* _Object pointing dataset rows_
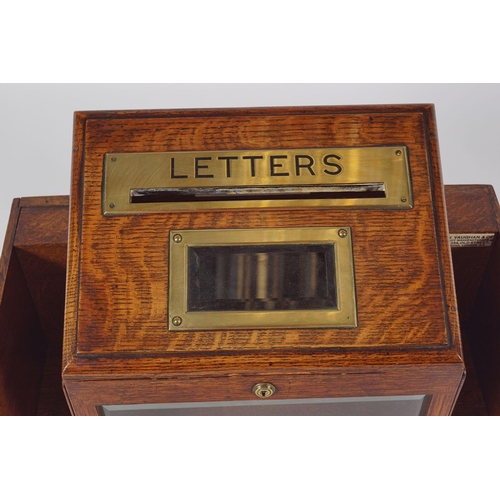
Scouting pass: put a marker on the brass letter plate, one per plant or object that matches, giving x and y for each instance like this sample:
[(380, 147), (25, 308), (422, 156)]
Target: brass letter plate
[(261, 278), (292, 178)]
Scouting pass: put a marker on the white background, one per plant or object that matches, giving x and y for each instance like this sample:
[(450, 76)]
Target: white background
[(36, 122)]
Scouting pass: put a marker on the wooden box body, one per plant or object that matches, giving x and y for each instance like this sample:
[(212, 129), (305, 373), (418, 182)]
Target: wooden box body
[(118, 348)]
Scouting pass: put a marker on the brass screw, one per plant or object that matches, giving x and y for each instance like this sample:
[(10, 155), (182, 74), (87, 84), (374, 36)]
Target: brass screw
[(264, 390)]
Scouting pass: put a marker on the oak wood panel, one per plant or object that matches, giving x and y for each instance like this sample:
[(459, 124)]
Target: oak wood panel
[(390, 381)]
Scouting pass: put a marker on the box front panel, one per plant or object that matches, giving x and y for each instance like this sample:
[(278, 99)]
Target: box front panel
[(124, 270)]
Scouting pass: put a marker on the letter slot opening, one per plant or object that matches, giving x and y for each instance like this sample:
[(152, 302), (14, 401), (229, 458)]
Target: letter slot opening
[(333, 192)]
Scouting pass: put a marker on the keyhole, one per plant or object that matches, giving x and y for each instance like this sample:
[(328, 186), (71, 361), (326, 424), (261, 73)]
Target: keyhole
[(264, 390)]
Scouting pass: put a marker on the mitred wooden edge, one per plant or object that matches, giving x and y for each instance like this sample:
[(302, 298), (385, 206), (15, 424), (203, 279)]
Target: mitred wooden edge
[(8, 243), (442, 236)]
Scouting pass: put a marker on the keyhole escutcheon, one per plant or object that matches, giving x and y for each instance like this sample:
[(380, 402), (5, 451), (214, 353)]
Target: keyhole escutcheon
[(264, 390)]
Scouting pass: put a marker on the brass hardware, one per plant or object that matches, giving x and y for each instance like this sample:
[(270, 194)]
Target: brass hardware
[(264, 390), (286, 178), (340, 314), (176, 320)]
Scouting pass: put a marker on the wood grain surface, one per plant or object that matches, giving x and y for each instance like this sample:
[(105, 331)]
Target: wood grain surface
[(116, 324), (123, 261)]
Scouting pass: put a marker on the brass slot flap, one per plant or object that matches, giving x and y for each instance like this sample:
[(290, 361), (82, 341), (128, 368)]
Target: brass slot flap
[(370, 177), (334, 192), (261, 278)]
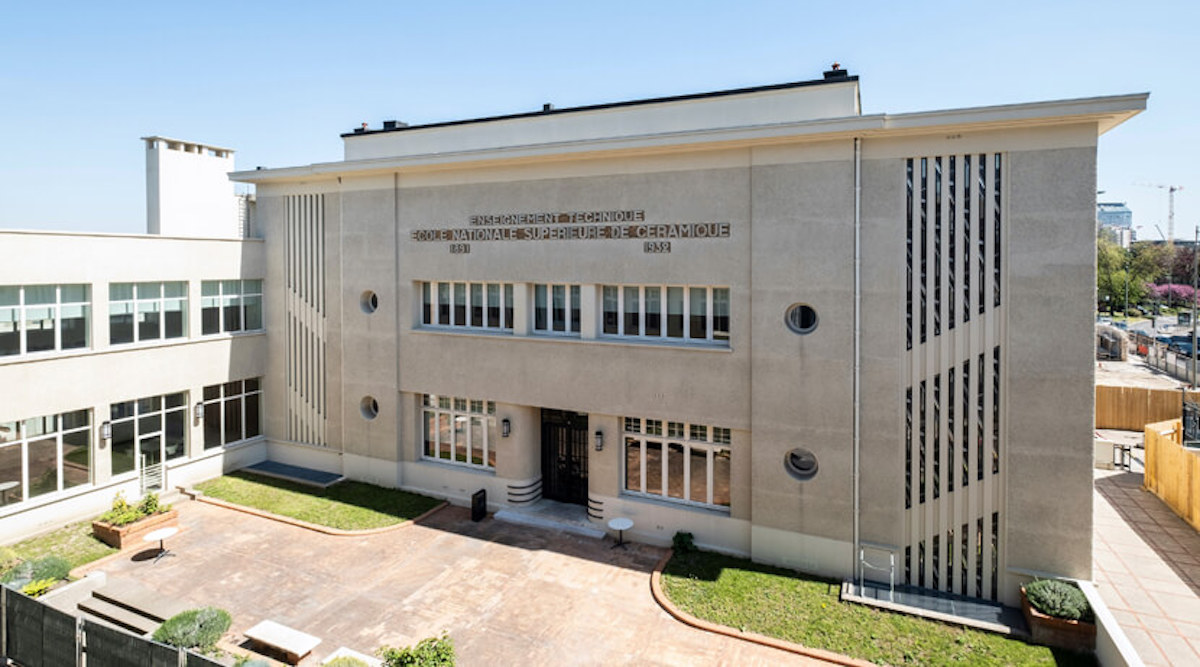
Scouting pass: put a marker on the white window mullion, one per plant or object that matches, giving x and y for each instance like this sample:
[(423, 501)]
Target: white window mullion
[(687, 472), (642, 463), (621, 329), (711, 460), (663, 461), (641, 310), (708, 313), (687, 313)]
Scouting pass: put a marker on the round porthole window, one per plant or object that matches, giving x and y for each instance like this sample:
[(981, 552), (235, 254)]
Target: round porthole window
[(370, 301), (801, 318), (801, 464), (370, 408)]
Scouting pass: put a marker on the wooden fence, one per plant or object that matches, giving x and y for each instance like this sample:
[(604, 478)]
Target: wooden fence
[(1131, 408), (1173, 472)]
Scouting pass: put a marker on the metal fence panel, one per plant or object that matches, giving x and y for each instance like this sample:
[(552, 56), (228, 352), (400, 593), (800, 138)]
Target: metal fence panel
[(197, 660), (58, 638), (162, 655), (107, 647), (23, 624)]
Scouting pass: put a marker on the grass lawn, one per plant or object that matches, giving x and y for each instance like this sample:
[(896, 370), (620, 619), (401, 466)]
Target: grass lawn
[(346, 505), (805, 610), (72, 542)]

* _YOUR GOAL_
Render the lines of the rows above as a numbered list, skipping any blank lines and covering every row. Omit the pictures from your answer.

* _RESULT FOR THIS EXERCISE_
1. Scouting pass: put a marker on the brass letter plate, one per plant or object that matches, giving x and y for each instance like this sample:
2. [(380, 147), (25, 308), (422, 156)]
3. Target: brass letter plate
4. [(261, 278), (292, 178)]
5. Scouting pass: put a marker on the white background, one per plant or object that matches, giving x and y for each instance like this sample:
6. [(450, 76)]
7. Target: white background
8. [(36, 122)]
9. Scouting pass: put a marker on the wooden box body, one per plant or object that matches, giving x and y for each instance like this sample:
10. [(212, 129), (305, 373), (418, 182)]
11. Target: wooden box body
12. [(118, 348)]
13. Scouting pass: put a marker on the brass screw, one per plant or object that matches, giving x and y for each instance like this sample:
14. [(10, 155), (182, 74), (87, 84), (374, 36)]
15. Target: brass screw
16. [(264, 390)]
17. Scouting pass: put a marker on the oak wood panel, one per plant or object that matches, giving x and y for each instance like this sample:
18. [(459, 124)]
19. Target: oak wood panel
20. [(390, 381)]
21. Scouting pass: put a marker on the box front panel, one per plant or object that matches, giving x and y for each instance like this sample:
22. [(278, 99)]
23. Target: box front panel
24. [(124, 270)]
25. Scouting pass: put a marker on the letter slot opening, one per plant or object that matches, giving x and y for each instance like this sample:
26. [(152, 302), (14, 401), (229, 458)]
27. Target: letter slot opening
28. [(333, 192)]
29. Scouting pass: put a marker on the keyhole, one per plant or object that matches, giving x and y for each instance like this sample:
30. [(328, 186), (71, 361), (326, 424), (261, 73)]
31. Target: keyhole
32. [(264, 390)]
33. Scouting pass: put a marker on the mitred wooden edge, one per plant or object that matches, giving x and y for each instance like this sample:
34. [(302, 298), (385, 206), (15, 424), (203, 279)]
35. Target: mitred wooden edge
36. [(8, 243), (442, 236)]
37. Scouting pass: put a marker on the keyhole escutcheon, one per plant or object that matches, giving x and y for each instance like this sample:
38. [(380, 402), (5, 451), (214, 353)]
39. Target: keyhole escutcheon
40. [(264, 390)]
41. Scouting pass: put a marker on the brass hardware, one per plant or object that matches, giving x and y for each instance like this sample:
42. [(270, 194)]
43. Target: brass hardware
44. [(264, 390), (286, 178), (340, 314), (176, 320)]
45. Scouting pass: put a marker on the wood grain surface, one per plant or object that matches, giving x and y for each instance like this sample:
46. [(105, 331)]
47. Target: wood grain surface
48. [(116, 324), (123, 261)]
49. Scouting pass: put a marker on the brass slot flap, one per plant or object that matches, giving x and y for each instance like this sample:
50. [(290, 361), (82, 341), (128, 368)]
51. Target: brass slot flap
52. [(370, 177), (334, 192), (261, 278)]
53. Scouting pass: put a marker on the white window mullion, one per plant or object that matches, giving x and y for each instance like this sample:
54. [(423, 501)]
55. Target: white window mullion
56. [(687, 472), (642, 463), (621, 329), (711, 460), (663, 461), (641, 310), (708, 313), (687, 313)]
57. Scouting pass: put a marker on the round porthole window, one per plant or object that matches, giving x and y for each instance like this sample:
58. [(981, 552), (235, 254)]
59. Target: round porthole window
60. [(370, 301), (801, 318), (801, 464), (370, 408)]
61. Scouting pass: put a marker on the wooden fence, one per plant or object that matches, giving x and y for each instance like this sample:
62. [(604, 478)]
63. Target: wooden fence
64. [(1131, 408), (1173, 472)]
65. Scouting pass: put a marker on the metal fence panel, one per plant or object that matches, giving x and y for each instance like this sample:
66. [(552, 56), (228, 352), (400, 593), (800, 138)]
67. Target: metal fence panel
68. [(197, 660), (58, 638), (162, 655), (107, 647), (23, 624)]
69. Scouting pass: put a marker on the grass lawn, one per plant or object that matches, giving x and y for each instance like this sample:
70. [(896, 370), (620, 619), (401, 466)]
71. Target: grass lawn
72. [(346, 505), (805, 610), (72, 542)]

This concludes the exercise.